___ TRECHO FORNECIDO ___

Diversas iniciativas acompanham a dinâmica de uso e cobertura da terra em escala nacional, com diferentes objetivos, escopos e metodologias. Dentre as governamentais, destacam-se o projeto Prodes [14], o programa TerraClass [15], o Instituto Brasileiro de Geografia e Estatística (IBGE) [16], o Projeto de Monitoramento do Desmatamento nos Biomas Brasileiros por Satélite (PMDBBS) [17] e o Laboratório de Processamento de Imagens e GeoProcessamento (Lapig/UFG) [18]. Das iniciativas não governamentais, citam-se as da Fundação SOS Mata Atlântica [19], do Instituto SOS Pantanal [20], do Sistema de Estimativas de Emissões e Remoções de Gases de Efeito Estufa (SEEG) [21] e a do MapBiomas [22].
No âmbito do IV Inventário Nacional [12], o mapa de uso e cobertura da terra do Brasil, elaborado a partir de imagens dos satélites Landsat em escala 1:250.000 (área mínima de 62.500 m2), foi atualizado para o ano de 2016. Nos inventários anteriores [23, 24, 25], os mapas foram elaborados para os anos de 1994, 2002, 2005 (Amazônia) e 2010. O cruzamento desses mapas permitiu compreender a dinâmica de conversão de uso e cobertura da terra para o período avaliado e as emissões de CO2 associadas. As categorias de uso da terra estabelecidas no IV Inventário Nacional seguem as propostas pelo IPCC [13], que, em função da diversidade de formações vegetais encontradas no Brasil, foram divididas e definidas de acordo com o manual técnico da vegetação brasileira desenvolvido pelo IBGE [26].

___ INFORMAÇÕES EXTRAÍDAS ___

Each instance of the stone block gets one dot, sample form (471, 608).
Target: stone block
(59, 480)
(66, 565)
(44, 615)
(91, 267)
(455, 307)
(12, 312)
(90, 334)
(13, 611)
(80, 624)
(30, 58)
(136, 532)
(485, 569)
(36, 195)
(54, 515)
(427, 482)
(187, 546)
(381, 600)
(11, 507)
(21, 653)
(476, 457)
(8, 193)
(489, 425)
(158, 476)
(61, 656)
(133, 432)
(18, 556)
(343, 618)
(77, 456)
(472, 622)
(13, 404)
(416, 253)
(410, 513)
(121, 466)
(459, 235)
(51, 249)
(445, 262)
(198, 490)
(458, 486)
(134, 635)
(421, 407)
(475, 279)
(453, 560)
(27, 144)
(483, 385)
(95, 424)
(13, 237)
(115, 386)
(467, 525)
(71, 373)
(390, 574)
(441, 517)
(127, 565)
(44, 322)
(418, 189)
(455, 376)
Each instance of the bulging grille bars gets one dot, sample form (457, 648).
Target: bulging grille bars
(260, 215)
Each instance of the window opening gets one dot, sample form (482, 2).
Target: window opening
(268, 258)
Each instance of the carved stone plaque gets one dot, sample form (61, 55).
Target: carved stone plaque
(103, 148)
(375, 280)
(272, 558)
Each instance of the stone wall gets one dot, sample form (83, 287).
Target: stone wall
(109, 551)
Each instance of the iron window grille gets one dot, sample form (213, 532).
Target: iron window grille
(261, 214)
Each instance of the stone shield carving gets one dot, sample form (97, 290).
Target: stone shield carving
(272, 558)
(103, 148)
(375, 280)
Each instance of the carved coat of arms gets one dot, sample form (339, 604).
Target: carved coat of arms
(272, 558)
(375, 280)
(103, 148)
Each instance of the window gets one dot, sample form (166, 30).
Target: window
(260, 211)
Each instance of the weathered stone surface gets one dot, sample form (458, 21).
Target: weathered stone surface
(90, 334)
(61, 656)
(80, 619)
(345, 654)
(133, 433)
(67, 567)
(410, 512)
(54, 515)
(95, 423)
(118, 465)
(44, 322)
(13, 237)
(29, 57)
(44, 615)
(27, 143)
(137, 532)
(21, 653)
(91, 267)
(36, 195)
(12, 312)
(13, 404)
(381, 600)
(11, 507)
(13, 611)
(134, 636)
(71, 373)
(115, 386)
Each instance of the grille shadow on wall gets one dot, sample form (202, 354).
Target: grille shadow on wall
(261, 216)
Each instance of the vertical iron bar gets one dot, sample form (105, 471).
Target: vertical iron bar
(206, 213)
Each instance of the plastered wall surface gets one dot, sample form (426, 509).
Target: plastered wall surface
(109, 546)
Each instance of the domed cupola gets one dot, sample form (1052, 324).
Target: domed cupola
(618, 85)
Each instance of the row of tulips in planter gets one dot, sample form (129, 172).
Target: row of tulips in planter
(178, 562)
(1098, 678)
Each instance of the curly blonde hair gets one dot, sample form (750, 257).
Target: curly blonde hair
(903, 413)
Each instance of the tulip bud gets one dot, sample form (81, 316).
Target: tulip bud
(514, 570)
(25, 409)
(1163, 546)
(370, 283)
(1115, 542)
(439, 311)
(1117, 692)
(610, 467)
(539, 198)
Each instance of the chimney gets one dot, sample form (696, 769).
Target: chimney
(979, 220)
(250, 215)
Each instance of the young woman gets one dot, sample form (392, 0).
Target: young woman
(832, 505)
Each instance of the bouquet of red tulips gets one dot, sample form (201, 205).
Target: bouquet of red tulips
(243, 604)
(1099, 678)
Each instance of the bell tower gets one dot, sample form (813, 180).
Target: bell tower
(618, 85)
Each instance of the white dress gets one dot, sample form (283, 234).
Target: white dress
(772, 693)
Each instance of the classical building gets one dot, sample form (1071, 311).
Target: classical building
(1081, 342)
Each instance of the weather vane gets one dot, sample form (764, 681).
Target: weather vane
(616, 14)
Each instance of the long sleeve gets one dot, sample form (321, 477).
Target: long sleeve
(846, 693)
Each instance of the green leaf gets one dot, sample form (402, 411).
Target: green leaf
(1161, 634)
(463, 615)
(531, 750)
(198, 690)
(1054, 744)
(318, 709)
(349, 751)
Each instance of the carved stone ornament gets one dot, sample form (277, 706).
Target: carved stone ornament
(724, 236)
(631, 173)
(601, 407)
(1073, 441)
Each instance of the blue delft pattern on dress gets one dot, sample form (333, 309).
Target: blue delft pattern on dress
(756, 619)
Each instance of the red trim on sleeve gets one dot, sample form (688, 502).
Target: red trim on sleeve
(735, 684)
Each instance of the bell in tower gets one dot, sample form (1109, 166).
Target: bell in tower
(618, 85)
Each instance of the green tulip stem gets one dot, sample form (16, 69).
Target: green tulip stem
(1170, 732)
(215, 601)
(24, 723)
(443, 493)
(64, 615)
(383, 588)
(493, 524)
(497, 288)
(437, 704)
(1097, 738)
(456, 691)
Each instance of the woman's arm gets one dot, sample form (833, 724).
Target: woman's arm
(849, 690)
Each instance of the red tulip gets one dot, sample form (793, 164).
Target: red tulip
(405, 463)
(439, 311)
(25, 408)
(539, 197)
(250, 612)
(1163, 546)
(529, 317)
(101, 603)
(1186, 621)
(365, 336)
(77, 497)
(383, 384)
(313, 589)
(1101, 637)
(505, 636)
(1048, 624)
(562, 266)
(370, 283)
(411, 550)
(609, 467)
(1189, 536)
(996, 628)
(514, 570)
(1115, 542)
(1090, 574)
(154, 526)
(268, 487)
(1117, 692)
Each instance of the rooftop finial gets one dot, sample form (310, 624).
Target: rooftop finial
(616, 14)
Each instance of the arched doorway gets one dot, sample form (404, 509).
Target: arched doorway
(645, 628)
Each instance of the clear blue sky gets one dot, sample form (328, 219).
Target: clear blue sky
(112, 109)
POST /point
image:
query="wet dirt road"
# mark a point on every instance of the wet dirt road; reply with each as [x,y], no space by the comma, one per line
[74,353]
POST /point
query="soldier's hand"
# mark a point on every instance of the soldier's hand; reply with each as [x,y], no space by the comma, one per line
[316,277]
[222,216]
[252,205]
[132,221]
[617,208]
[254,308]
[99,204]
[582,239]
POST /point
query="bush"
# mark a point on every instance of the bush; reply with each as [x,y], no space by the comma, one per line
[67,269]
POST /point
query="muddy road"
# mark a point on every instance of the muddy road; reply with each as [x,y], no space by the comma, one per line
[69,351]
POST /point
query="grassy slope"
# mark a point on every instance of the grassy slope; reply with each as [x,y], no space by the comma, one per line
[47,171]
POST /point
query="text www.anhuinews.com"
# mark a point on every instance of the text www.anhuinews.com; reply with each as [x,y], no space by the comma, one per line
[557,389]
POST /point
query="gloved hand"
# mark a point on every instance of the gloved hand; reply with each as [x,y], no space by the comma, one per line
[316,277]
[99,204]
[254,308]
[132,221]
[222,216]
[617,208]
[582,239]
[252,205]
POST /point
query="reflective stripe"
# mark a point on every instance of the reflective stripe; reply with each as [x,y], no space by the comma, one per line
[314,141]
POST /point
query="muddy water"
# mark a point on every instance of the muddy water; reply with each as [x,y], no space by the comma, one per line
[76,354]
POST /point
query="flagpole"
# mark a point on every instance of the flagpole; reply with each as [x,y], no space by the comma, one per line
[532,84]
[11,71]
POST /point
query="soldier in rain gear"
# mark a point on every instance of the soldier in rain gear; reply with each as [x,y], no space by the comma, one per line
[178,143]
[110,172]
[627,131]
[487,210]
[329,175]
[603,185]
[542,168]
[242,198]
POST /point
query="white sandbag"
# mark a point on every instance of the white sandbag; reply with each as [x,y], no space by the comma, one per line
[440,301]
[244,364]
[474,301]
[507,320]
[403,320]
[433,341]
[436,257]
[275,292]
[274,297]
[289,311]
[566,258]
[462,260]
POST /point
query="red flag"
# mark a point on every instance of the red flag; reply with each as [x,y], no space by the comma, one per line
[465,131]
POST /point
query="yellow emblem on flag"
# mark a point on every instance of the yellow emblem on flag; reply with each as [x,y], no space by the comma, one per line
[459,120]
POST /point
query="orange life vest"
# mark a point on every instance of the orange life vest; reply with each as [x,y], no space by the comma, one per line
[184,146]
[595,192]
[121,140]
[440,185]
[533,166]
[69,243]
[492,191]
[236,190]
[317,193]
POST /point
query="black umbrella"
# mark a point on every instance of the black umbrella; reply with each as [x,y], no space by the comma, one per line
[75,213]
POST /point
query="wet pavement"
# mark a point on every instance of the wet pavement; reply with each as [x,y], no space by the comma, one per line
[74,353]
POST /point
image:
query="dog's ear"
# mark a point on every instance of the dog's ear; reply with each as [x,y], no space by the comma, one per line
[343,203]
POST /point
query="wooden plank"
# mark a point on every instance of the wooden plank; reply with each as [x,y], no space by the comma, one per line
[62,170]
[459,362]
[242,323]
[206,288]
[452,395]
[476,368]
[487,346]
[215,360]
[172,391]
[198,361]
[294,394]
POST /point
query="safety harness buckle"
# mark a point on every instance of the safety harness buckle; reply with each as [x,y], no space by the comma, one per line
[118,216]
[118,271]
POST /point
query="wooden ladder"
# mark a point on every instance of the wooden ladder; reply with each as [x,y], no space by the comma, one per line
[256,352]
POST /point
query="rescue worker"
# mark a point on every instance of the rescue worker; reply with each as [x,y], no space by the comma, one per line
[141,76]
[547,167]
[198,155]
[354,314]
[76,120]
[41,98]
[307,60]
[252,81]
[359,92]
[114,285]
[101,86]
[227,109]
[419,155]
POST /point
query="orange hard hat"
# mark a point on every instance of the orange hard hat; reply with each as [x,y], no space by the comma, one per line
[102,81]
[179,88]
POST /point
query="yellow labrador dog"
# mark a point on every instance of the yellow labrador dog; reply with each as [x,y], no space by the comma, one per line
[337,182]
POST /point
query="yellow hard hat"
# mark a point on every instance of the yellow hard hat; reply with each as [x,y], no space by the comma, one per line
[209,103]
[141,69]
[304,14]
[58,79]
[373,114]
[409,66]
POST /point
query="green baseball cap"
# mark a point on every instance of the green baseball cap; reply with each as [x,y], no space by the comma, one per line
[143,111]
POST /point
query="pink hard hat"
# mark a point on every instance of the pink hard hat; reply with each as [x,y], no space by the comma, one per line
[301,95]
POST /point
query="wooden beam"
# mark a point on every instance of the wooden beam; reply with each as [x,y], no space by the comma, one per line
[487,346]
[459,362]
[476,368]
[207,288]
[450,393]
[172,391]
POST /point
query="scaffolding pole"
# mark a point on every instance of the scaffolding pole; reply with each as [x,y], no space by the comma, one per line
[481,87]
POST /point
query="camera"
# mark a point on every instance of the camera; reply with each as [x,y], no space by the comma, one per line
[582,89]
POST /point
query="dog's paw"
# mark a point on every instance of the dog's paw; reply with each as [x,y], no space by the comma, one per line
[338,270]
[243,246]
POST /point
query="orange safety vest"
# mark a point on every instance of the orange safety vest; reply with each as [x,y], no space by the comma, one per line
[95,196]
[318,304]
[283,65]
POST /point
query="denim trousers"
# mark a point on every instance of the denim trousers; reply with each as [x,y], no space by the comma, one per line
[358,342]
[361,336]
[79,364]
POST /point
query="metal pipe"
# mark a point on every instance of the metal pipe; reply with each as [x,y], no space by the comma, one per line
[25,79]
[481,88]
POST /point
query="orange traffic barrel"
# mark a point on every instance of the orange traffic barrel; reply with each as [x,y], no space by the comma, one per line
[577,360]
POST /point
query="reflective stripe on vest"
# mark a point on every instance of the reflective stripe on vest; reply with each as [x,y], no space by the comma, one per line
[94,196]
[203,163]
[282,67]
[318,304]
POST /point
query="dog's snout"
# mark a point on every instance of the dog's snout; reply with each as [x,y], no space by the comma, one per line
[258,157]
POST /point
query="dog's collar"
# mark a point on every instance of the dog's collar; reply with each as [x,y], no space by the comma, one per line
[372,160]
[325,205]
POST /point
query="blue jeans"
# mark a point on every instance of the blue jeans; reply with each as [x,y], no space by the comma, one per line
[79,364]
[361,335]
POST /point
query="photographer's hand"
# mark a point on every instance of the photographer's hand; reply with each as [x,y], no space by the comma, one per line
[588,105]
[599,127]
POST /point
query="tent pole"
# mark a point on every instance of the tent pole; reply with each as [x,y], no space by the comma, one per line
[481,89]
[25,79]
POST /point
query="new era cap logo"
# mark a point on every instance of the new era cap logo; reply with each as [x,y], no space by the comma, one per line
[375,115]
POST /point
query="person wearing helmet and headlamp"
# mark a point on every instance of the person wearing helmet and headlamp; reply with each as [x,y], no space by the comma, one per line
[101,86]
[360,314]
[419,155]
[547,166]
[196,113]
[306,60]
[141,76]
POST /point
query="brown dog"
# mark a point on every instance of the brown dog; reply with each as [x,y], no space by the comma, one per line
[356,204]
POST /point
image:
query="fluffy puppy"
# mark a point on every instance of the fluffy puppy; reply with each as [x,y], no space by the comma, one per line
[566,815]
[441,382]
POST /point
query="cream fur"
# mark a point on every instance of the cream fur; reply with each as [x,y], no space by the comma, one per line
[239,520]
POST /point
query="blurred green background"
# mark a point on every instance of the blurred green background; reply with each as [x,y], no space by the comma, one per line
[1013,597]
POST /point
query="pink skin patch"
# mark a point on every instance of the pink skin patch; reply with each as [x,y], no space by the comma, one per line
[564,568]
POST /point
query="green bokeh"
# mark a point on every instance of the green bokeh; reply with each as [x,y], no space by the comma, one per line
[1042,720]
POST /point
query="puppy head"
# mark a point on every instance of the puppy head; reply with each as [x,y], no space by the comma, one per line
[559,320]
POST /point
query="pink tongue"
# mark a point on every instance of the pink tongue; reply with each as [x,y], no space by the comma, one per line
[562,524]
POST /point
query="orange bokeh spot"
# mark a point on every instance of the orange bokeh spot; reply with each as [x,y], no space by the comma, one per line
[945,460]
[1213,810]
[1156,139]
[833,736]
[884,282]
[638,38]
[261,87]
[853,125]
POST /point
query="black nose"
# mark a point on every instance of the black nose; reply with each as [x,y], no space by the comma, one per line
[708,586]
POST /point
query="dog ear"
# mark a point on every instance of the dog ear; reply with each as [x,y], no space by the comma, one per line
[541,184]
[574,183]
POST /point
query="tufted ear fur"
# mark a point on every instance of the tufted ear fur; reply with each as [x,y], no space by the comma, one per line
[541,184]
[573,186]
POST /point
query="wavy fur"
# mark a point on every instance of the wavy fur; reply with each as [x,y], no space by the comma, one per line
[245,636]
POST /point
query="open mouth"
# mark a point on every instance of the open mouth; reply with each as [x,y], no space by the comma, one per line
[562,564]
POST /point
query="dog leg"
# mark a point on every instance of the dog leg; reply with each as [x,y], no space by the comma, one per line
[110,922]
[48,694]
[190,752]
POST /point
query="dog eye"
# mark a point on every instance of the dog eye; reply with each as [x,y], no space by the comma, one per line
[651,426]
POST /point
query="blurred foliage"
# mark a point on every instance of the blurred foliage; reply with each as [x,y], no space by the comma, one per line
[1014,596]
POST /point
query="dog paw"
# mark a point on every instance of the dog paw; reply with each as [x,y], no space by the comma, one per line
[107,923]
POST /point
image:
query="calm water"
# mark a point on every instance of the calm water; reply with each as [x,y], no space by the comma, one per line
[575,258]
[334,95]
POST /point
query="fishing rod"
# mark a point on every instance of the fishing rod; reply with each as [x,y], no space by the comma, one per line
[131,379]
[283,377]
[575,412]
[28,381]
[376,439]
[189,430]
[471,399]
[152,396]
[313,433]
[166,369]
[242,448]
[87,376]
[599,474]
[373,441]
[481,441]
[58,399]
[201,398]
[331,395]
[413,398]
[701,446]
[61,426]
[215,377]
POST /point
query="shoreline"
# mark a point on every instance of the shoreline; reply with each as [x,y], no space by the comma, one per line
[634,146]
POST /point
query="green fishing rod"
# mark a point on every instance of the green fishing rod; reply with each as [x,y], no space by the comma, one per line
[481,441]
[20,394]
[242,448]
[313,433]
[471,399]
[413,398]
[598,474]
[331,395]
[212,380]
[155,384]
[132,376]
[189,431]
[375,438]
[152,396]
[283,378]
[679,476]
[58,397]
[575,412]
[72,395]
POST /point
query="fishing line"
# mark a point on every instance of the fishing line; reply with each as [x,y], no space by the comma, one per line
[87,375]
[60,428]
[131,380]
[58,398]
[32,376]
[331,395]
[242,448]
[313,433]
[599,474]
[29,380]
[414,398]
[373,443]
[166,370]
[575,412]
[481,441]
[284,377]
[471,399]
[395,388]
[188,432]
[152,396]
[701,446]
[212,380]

___

• [O QUE PRODUZIR]: Edite o trecho sobre uso e cobertura da terra: reescreva a parte que se abre com as palavras "No âmbito do" e se fecha com "pelo IBGE [26].", substituindo "IV Inventário Nacional" por "Quarto Inventário Nacional".

• [RESPOSTA ESCRITA]:
No âmbito do Quarto Inventário Nacional [12], o mapa de uso e cobertura da terra do Brasil, elaborado a partir de imagens dos satélites Landsat em escala 1:250.000 (área mínima de 62.500 m2), foi atualizado para o ano de 2016. Nos inventários anteriores [23, 24, 25], os mapas foram elaborados para os anos de 1994, 2002, 2005 (Amazônia) e 2010. O cruzamento desses mapas permitiu compreender a dinâmica de conversão de uso e cobertura da terra para o período avaliado e as emissões de CO2 associadas. As categorias de uso da terra estabelecidas no Quarto Inventário Nacional seguem as propostas pelo IPCC [13], que, em função da diversidade de formações vegetais encontradas no Brasil, foram divididas e definidas de acordo com o manual técnico da vegetação brasileira desenvolvido pelo IBGE [26].